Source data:
╔══

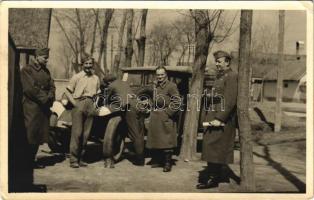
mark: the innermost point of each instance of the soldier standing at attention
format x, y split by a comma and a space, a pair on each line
162, 131
80, 91
218, 139
38, 96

╚══

Write out every entry above word for word, leaving out the pictures.

• TASK RESPONSE:
mark: the innermost point of each instance of the soldier standing at attention
format x, y split by a comma and a space, a pair on each line
162, 131
80, 91
218, 139
38, 96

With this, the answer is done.